# DIRECTIONS:
Reproduce the records with "snow bank" switched to "snowdrift" and everything else left unchanged.

|---|

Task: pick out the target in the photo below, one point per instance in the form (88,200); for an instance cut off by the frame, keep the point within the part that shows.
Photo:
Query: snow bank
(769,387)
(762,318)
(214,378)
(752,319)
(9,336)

|---|

# TASK SOLUTION:
Task: pick out the target in the photo below, one point per instance in the form (88,200); for an instance cut off by the frame, keep the point within the part that shows.
Photo:
Query: snowdrift
(769,387)
(762,318)
(214,378)
(752,319)
(9,336)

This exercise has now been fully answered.